## Written problem
Switch "green foliage outside window" to "leafy branches outside window" in the records from their first line through the line with "point(21, 45)", and write those lines out again with nothing else changed. Leave the pictures out.

++++

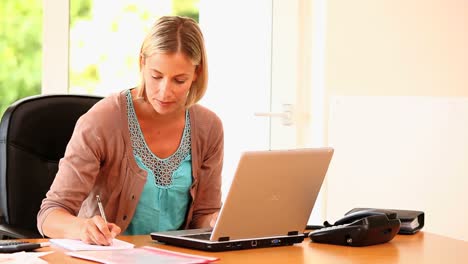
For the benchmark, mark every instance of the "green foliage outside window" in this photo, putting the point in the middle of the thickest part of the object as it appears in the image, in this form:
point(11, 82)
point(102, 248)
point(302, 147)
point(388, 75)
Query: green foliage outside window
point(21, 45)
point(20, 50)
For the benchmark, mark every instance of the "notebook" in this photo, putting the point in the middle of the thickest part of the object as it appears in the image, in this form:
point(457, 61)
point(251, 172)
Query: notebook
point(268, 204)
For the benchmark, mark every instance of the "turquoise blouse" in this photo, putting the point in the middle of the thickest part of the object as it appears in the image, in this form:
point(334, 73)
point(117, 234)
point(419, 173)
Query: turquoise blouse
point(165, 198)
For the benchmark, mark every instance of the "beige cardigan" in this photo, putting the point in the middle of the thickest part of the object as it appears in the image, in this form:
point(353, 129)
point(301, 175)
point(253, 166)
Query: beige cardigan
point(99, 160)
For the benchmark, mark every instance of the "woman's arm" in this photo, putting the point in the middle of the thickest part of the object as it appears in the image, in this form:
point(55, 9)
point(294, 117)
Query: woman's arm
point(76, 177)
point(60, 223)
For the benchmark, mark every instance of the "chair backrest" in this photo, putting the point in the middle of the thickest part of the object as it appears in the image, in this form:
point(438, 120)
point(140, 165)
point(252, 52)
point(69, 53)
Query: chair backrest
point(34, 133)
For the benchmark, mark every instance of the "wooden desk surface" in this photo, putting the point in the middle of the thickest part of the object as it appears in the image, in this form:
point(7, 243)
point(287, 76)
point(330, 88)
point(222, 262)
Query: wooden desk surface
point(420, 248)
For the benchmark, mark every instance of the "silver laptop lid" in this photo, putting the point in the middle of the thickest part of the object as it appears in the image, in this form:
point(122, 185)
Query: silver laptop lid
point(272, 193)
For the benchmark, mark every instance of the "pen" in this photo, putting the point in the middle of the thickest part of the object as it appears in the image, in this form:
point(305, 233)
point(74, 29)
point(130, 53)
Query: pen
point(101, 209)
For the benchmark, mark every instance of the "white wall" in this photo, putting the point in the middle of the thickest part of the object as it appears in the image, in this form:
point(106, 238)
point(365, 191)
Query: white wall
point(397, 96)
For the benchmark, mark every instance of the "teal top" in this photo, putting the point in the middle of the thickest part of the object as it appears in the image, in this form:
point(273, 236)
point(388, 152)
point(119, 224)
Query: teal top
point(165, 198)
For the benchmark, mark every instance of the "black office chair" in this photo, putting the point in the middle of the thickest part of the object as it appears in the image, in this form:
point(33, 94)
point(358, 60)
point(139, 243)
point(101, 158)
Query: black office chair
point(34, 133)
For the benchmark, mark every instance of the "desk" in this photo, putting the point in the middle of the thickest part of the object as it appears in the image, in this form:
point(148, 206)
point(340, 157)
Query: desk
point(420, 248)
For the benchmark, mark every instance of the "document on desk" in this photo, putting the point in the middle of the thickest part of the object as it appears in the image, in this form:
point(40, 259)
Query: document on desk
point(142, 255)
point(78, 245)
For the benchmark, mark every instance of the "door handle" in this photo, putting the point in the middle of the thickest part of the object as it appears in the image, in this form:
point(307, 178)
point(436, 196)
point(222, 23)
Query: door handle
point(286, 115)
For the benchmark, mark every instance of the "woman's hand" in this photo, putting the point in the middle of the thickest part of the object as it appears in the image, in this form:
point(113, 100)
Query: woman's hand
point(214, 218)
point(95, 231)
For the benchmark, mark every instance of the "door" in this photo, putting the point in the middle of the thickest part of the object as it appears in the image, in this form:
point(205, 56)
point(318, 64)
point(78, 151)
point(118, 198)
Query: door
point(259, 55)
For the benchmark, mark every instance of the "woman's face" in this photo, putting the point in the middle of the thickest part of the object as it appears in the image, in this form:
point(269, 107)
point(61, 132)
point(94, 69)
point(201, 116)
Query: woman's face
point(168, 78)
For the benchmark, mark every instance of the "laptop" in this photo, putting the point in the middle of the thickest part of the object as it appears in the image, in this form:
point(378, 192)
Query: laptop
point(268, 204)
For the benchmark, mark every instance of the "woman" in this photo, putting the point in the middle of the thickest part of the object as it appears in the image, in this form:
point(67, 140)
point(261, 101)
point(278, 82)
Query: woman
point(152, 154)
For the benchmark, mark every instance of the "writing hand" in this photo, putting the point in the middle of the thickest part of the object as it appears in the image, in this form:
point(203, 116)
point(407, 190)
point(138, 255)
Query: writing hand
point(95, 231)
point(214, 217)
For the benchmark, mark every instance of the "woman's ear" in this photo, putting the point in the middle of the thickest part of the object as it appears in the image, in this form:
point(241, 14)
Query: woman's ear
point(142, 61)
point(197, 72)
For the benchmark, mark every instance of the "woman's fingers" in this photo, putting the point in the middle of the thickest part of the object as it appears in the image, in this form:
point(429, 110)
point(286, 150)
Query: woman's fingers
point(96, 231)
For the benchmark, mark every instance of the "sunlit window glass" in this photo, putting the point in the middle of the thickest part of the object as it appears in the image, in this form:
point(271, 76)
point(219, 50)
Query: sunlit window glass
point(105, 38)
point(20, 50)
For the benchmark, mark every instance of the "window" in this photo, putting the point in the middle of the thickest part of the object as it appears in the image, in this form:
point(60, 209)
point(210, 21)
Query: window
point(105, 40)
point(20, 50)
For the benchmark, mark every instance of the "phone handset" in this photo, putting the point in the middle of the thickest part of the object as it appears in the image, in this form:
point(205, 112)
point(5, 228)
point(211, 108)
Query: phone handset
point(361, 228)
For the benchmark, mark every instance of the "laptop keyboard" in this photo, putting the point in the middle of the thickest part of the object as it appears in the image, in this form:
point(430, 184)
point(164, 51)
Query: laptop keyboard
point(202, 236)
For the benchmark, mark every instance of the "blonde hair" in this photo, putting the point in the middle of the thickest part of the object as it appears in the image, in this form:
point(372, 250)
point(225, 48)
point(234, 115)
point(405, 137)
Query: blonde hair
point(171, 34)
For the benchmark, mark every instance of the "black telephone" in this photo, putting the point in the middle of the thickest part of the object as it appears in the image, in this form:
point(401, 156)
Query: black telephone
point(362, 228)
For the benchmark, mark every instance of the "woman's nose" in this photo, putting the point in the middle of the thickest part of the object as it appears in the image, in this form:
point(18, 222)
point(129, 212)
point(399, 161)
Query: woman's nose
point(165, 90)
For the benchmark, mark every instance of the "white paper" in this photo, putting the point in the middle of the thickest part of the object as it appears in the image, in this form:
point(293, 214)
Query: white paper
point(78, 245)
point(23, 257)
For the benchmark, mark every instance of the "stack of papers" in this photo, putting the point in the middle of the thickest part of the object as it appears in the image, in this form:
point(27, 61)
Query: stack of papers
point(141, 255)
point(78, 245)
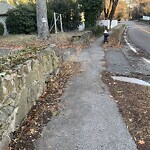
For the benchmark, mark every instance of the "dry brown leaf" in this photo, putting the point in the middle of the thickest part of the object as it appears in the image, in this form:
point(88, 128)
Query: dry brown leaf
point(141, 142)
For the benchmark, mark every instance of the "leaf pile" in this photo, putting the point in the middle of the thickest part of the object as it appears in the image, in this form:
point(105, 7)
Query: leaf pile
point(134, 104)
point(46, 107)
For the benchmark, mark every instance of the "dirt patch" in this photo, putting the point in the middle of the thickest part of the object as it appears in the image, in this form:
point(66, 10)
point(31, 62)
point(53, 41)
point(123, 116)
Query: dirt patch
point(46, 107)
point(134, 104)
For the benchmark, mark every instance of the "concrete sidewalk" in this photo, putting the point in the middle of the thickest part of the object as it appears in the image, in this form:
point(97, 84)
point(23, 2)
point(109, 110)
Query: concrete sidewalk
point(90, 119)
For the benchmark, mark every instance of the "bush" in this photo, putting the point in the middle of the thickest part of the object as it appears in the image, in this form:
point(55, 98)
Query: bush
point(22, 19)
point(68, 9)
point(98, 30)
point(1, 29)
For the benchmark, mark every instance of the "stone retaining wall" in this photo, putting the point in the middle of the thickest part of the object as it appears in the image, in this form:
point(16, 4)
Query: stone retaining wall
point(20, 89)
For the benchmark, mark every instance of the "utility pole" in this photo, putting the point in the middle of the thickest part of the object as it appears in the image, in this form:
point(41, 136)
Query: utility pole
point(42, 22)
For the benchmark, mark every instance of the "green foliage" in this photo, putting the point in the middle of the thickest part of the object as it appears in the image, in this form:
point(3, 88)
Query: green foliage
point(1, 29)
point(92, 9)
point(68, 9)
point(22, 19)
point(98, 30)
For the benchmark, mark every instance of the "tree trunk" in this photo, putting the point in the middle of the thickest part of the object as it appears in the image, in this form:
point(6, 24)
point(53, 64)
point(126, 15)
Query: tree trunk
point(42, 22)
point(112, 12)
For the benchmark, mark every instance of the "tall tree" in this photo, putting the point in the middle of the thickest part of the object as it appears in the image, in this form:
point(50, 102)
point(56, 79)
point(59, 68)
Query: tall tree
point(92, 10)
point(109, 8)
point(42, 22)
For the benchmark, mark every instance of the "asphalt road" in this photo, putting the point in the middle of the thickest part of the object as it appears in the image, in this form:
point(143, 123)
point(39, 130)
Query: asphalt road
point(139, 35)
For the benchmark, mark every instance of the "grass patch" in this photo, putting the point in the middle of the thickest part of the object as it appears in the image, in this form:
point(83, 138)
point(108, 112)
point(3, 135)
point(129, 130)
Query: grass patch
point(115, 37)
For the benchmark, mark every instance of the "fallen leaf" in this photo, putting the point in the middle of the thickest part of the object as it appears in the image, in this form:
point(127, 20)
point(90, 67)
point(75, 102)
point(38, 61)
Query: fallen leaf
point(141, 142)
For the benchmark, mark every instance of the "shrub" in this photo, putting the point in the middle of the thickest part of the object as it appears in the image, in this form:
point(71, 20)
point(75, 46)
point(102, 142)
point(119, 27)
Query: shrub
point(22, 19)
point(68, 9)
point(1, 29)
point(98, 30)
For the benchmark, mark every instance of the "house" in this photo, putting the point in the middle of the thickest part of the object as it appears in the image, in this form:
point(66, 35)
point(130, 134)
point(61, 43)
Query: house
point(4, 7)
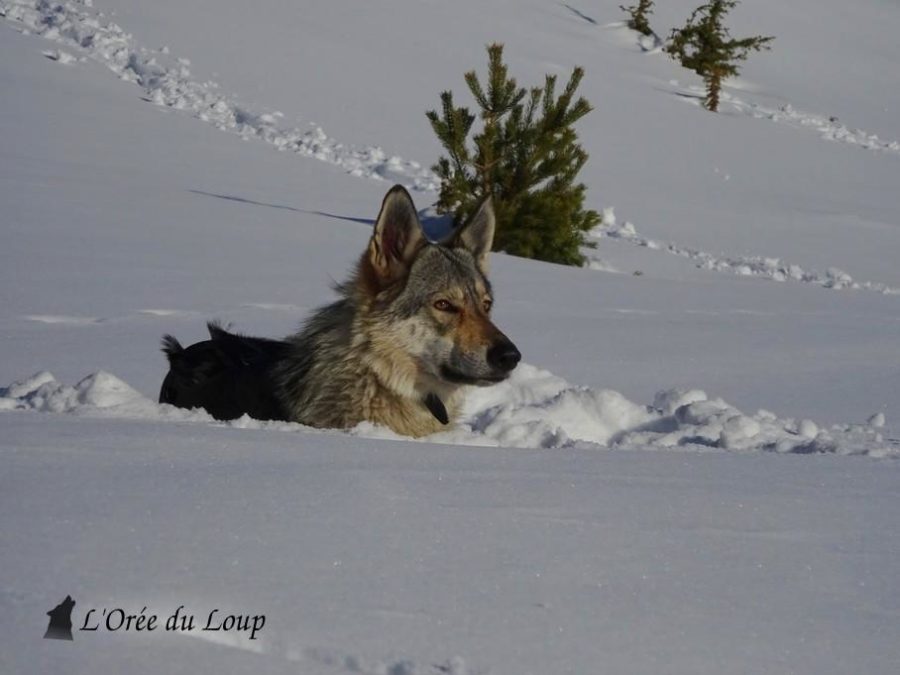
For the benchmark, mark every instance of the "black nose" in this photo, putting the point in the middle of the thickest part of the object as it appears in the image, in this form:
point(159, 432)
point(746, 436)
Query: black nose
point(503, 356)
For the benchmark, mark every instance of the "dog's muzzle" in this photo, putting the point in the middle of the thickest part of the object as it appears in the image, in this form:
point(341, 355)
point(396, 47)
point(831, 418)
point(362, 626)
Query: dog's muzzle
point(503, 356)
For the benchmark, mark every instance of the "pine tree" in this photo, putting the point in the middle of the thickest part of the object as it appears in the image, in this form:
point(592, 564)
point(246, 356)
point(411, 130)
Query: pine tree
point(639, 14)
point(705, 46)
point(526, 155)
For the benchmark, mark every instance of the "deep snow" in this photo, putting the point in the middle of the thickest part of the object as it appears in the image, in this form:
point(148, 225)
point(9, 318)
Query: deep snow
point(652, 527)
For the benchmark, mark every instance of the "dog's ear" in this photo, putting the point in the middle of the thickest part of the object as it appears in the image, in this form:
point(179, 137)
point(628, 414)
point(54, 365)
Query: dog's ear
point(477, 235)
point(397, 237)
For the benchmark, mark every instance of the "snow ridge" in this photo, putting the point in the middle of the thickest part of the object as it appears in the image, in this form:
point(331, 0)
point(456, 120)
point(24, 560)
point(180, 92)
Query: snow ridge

++++

## Task solution
For the benchmark, mark every instance of the "leafy branches outside window" in this photo, putting the point in the middle of the thickest part of the object as it appears in the image, in this form:
point(11, 82)
point(102, 248)
point(302, 147)
point(388, 75)
Query: leafy branches outside window
point(21, 45)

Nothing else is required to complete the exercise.